Le téléphone sonne à la maison. Je décroche :   Monsieur CHEFNAY , ici le Centre des Opérations de la Marine Nationale à Tahiti . Vous êtes radioamateur, nous avons besoin de votre concours.

Mon interlocuteur m’explique que la balise de détresse Argos d’un concurrent dans la course en solitaire autour du monde , Jacques de Roux, à bord du Skoïern III, a été déclenchée . Cette information a été communiquée par le centre de réception Argos de Washington au CNES à Toulouse qui a averti la Marine Nationale à Tahiti. La position fournie par la balise situe ce bateau à environ 2000 miles à l’ouest du cap Horn et à une distance égale dans le sud-sud- est de la Polynésie. «  Nous venons d’envoyer sur zone le bâtiment de la Marine Nationale le plus proche du lieu du naufrage, l’Aviso-Escorteur « Enseigne de Vaisseau Henry » qui se trouve aux Gambiers, mais il ne devrait pas y être avant le 14 février et il sera peut-être trop tard ! », me précise l’officier de marine du Centre des Opérations.

Mon correspondant me demande de  me porter à l’écoute des  concurrents de cette course équipés de stations radioamateurs, pour entrer en contact avec eux  afin de les informer de la situation ; il faut que l’un d’eux se déroute pour  récupérer Jacques de Roux  avant que l’Aviso-Escorteur arrive sur les lieux.

 

J’accepte bien évidemment, honoré que l’on me confie cette mission que je dois réussir à tout prix.

La tâche n’est pas facile. Je sais que les skippers se contactent dans le haut de la bande des 20m et je commence mes appels en français et en anglais. Aucune réponse des concurrents, mais plusieurs contacts avec des stations américaines, australiennes et néo-zélandaises qui se portent volontaires pour m’aider.

Une  chaîne internationale de solidarité se forme,  les gars du monde commencent à se donner la main pour tenter  de sauver une vie….

 

Papeete , jeudi 10 février 1983.

 Au petit matin de cette longue nuit de veille , vers 5h, j’ai la surprise d’entendre après l’un de mes appels : FO8GM , this is OD5KW,  Perseverance of Medina calling you !

Imaginez le bonheur qui m’envahit après une nuit blanche ! J’ai établi le contact avec un concurrent de cette course en solitaire ! Mes efforts n’ont pas été vains !

Après lui avoir expliqué la situation et lui avoir donné la position du Skoïern, le  skipper du « Perseverance of Medina », l’anglais Richard Broadhead, m’informe qu’il se trouve à environ 230 miles du bateau naufragé et qu’il se déroute pour porter secours à Jacques de Roux.

Nous convenons alors de rendez-vous réguliers pour que je puisse lui communiquer les différentes positions données par la balise Argos que me transmet la Marine Nationale  par téléphone à mon domicile.  Je demande également aux radioamateurs néozélandais à l’écoute du QSO d’être présents lors de ces skeds pour faire éventuellement le relais si la liaison directe n’est pas possible avec Richard.  Cette précaution s’avéra très utile, les caprices de la propagation ne permettant pas une liaison directe à plusieurs reprises.

★ ★ ★

*OBJECTIF ÉNONCÉ 1*: Selon le passage fourni, à quelle distance du bateau naufragé se trouve le « Perseverance of Medina » lorsque son skipper reçoit la position du Skoïern ?
*OBJECTIF ÉNONCÉ 2*: Indiquez si chacun des énoncés suivants concorde avec le passage fourni, en citant les mots décisifs : (a) le centre de réception Argos de Washington a transmis l'information au CNES à Toulouse ; (b) des concurrents de la course répondent aux premiers appels lancés en français et en anglais ; (c) la liaison directe avec Richard reste possible à chaque rendez-vous.

★ ★ ★

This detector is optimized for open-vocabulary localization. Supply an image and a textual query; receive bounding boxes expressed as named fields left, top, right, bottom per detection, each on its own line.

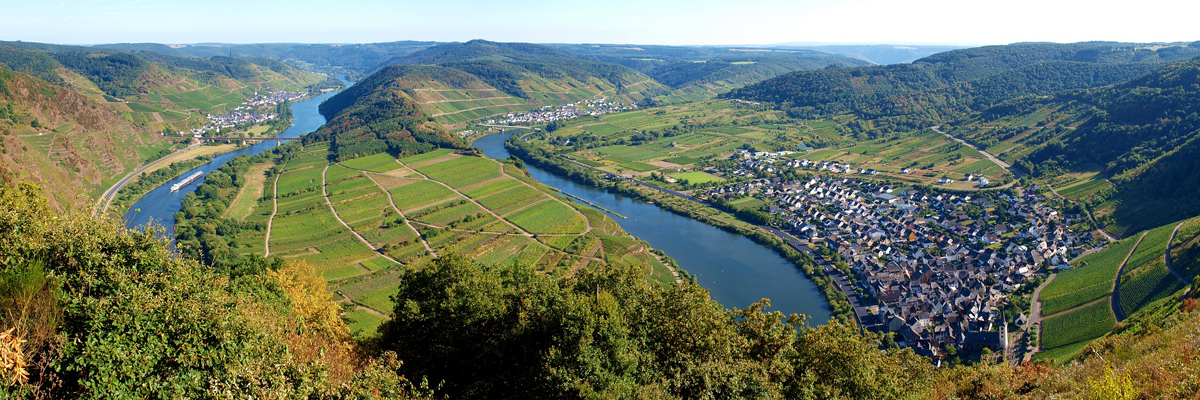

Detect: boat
left=170, top=171, right=204, bottom=192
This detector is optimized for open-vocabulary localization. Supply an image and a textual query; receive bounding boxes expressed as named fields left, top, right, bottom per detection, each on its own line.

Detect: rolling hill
left=950, top=59, right=1200, bottom=234
left=0, top=42, right=326, bottom=207
left=727, top=42, right=1200, bottom=131
left=551, top=44, right=869, bottom=103
left=384, top=40, right=667, bottom=105
left=0, top=42, right=326, bottom=131
left=305, top=66, right=465, bottom=160
left=0, top=67, right=173, bottom=208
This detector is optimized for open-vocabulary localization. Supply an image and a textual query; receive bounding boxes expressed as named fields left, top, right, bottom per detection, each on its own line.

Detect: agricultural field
left=1040, top=238, right=1138, bottom=316
left=530, top=100, right=1009, bottom=190
left=242, top=147, right=670, bottom=335
left=1042, top=297, right=1117, bottom=352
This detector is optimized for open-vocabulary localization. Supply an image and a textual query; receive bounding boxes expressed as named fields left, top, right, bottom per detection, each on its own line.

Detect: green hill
left=97, top=41, right=437, bottom=80
left=551, top=44, right=869, bottom=103
left=0, top=67, right=174, bottom=207
left=0, top=42, right=326, bottom=131
left=305, top=67, right=465, bottom=160
left=385, top=40, right=667, bottom=105
left=949, top=59, right=1200, bottom=234
left=727, top=42, right=1200, bottom=130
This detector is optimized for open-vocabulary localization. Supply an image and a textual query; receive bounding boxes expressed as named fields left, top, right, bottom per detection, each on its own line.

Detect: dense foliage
left=0, top=184, right=432, bottom=399
left=379, top=256, right=931, bottom=399
left=727, top=42, right=1200, bottom=130
left=304, top=67, right=466, bottom=160
left=385, top=40, right=667, bottom=98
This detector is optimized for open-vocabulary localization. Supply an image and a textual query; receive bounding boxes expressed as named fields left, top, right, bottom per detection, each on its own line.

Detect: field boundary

★ ★ ★

*RÉPONSE ATTENDUE 1*: À environ 230 miles.

*RÉPONSE ATTENDUE 2*:
(a) Oui : « Cette information a été communiquée par le centre de réception Argos de Washington au CNES à Toulouse ».
(b) Non : « Aucune réponse des concurrents ».
(c) Non : « les caprices de la propagation ne permettant pas une liaison directe à plusieurs reprises ».